+++ SELECTED PASSAGE +++
Thai professional Muay Thai fighter (born 1986)

Apichet Kotanon (อภิเชษฐ์ โคตานน; born November 10, 1986), known professionally as Nong-O Hamamuaythai (น้องโอ๋ ฮาม่ามวยไทย) and previously Nong-O Gaiyanghadao (น้องโอ๋ ไก่ย่างห้าดาว), is a Thai professional Muay Thai fighter currently signed to ONE Championship. He is a four-time Lumpinee Stadium champion, a one-time Rajadamnern Stadium champion, and the inaugural ONE Bantamweight Muay Thai World Champion across three divisions. As of September 22, 2026, Nong-O is ranked #3 in the ONE Flyweight Muay Thai rankings.

After taking a hiatus from Muay Thai in 2015, he became a Muay Thai instructor at Evolve MMA in Singapore until he left the gym in September 2022. He would then make his comeback at ONE Championship: Heroes of Honor on April 20, 2018.

==Biography==

===Early career===

Nong-O Sit Or (น้องโอ๋ ศิษย์ อ.) was born as Apichet Khotanan in Sakon Nakhon Province in the Northeastern (Isan) region of Thailand. He had his first Muay Thai fight at the age of 9. He became interested in Muay Thai when he saw one of his neighbors training. Nong-O was invited to train, and after a month of training he had his first fight.

===2008===

On August 3, 2008, Nong-O fought against Kōji Okuyama at Keio Plaza hotel in Hachiōji, Tokyo, and he won by KO with a left elbow strike during 3rd round. December 9, 2008, he fought against Wutidet Lukprabath at Lumpinee Stadium in the memorial event of Lumpinee Stadium establishment. He won by decision after five rounds.

===2009===

On January 18, 2009, Nong-O fought against Tomoaki Suehiro at Yoyogi National Gymnasium for the Muay Thai event Muay Lok. He won by TKO when the referee stopped the contest after he knocked Suehiro down twice with a right hook and left hook during first round. After the contest, he was given a bunch of flowers by Shinya Aoki. Nong-O was going to fight against Shunta Itō in the beginning, but he was replaced because his legs had not healed enough.

On November 8, 2009, he fought against Trijak Sitjomtrai in Japan, winning by majority decision (2-0) after five rounds. Trijak was at the time champion at featherweight sanctioned by the Professional Boxing Association of Thailand.

On December 8, Nong-O fought against Petboonchu F.A. Group for his Lumpinee Stadium title at Super featherweight (130 lbs). Nong-O won by decision and became the new champion.

===2010===

On January 17, 2010, Nong-O participated in the tournament Yod Muay Champions Cup 60kg in Japan. He fought against Singdam Kiatmoo9 in the first match. After five rounds, the bout was declared a draw. Nong-O lost by the split decision after extra round (6th round). On December 9, he challenged Saenchai's titles of Lumpinee Stadium and WMC, but he lost by decision.

===2011===

On January 19, 2011, Nong-O Sit Or was named 2010 Boxer of the Year at the Society of Friends of Sportswriters Awards Night in Bangkok.

===2012===

Nong-O started the year with a win over Singdam in February, and followed it the next month with another win over F16 Rajanon. He then lost a very close fight to Singdam in May, which many thought Nong-O had done enough to win, but beat Petboonchu FA Group in June. On 31 July he fought Singdam in the main event at Lumpinee Stadium and was defeated by unanimous decision.
+++
QUESTIONS ON THE MATERIAL:
1) Decide whether each statement agrees with the Nong-O biography, answering yes or no and quoting the deciding words: (a) Nong-O had his first fight after one month of training; (b) Nong-O beat Kōji Okuyama by decision; (c) Nong-O was named 2010 Boxer of the Year at an awards night in Bangkok.
2) Pick up the Nong-O biography after its final sentence and continue it.
The records after this point are separate material with no connection to the Nong-O biography.
+++ GIVEN ENTRIES +++
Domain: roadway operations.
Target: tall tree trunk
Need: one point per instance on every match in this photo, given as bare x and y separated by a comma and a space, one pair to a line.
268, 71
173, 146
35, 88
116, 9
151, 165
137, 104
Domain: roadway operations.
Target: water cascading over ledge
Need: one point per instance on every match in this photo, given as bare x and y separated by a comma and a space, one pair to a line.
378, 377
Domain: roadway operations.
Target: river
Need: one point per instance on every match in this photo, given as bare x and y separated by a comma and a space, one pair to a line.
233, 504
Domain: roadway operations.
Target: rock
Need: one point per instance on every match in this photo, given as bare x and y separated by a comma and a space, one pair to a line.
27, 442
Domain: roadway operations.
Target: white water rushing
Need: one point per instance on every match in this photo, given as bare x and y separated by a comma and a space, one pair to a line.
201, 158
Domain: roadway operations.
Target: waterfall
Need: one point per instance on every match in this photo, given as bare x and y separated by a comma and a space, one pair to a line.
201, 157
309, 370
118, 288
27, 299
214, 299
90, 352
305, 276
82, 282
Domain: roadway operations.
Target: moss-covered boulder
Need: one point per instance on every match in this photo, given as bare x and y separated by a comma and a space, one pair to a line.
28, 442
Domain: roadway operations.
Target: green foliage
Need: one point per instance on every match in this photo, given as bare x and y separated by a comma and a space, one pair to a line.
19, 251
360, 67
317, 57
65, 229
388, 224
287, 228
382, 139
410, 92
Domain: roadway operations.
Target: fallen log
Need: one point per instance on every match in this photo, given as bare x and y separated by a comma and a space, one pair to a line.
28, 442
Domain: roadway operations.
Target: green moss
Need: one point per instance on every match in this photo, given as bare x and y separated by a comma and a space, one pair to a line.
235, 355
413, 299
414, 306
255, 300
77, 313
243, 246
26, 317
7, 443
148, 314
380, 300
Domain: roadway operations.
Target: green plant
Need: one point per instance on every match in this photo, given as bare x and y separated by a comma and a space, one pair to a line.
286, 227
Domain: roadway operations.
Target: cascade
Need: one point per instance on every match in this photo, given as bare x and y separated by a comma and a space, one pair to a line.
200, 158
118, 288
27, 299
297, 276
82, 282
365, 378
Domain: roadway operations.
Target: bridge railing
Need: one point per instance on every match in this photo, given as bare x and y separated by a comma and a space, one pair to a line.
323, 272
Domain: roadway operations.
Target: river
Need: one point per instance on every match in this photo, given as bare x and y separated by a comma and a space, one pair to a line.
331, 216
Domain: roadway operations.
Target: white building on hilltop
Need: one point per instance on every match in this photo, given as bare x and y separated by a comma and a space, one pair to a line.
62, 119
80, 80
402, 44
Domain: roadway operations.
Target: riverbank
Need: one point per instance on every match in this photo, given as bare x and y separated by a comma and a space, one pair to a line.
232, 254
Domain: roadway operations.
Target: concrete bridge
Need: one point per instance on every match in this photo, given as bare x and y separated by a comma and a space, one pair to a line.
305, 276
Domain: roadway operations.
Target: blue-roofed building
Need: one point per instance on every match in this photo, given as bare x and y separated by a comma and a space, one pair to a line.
+++
YOUR WRITTEN ANSWERS:
1)
(a) Yes: "after a month of training he had his first fight."
(b) No: "he won by KO with a left elbow strike during 3rd round."
(c) Yes: "was named 2010 Boxer of the Year at the Society of Friends of Sportswriters Awards Night in Bangkok."

2)
He faced Petboonchu F.A. Group for the seventh time on October 12, 2012 at Rajadamnern Stadium.

He TKO'd Mongkolchai Phetsupaphan in five on February 7, 2013.

He beat Singdam Kiatmuu9 on points to win the Lumpinee lightweight belt on June 7, 2013.

===Return after hiatus to ONE Championship===

====2018====

Following a competitive hiatus in which he moved to Singapore to coach at Evolve, Nong-O returned in 2018 when ONE Championship unveiled their new striking format: the ONE Super Series. Nong-O debuted on April 20 at ONE Championship: Heroes of Honor and defeated Fabio Pinca via unanimous decision. He returned to his Thai homeland in October at ONE Championship: Kingdom of Heroes, and defeated Mehdi Zatout via unanimous decision.

====2019: ONE Muay Thai Bantamweight World Champion====

On February 16, 2019, Nong-O defeated Han Zihao by unanimous decision to become the inaugural ONE Bantamweight Muay Thai World Champion at ONE Championship: Clash of Legends in Bangkok.

On May 10, 2019, he would defend his ONE Bantamweight Muay Thai World Championship against Hiroaki Suzuki at ONE Championship: Warriors of Light, winning by unanimous decision and retaining his title.

He made his second title defense against Brice Delval at ONE Championship: Immortal Triumph in Ho Chi Minh City on September 6, 2019, featuring ONE Championship's first event in Vietnam and first all-striking card, where he successfully retained the ONE Bantamweight Muay Thai World Championship via a closely contested split decision win.

Nong-O successfully defended his ONE Bantamweight Muay Thai World Championship against Saemapetch Fairtex, winning by fourth-round knockout in a fight where he knocked down Saemapetch twice in the second round.

====2020: Fight with Rodlek====

After Alaverdi Ramazanov won the ONE Bantamweight Kickboxing World Championship at ONE Championship: Edge Of Greatness, he expressed interest in defending his title against Nong-O. A title fight between the two was scheduled for ONE Championship: Heart of Heroes on March 20, 2020. However, the event was cancelled due to the COVID-19 pandemic.

Instead, Nong-O was scheduled to defend his ONE Bantamweight Muay Thai World Championship against Rodlek P.K. Saenchaimuaythaigym after the latter won the 2020 ONE Bantamweight Muay Thai Tournament at ONE Championship: A New Breed. He was scheduled to defend his title against Rodlek at ONE Championship: Collision Course on December 18, 2020. He successfully defended his title with a third round knockout of Rodlek.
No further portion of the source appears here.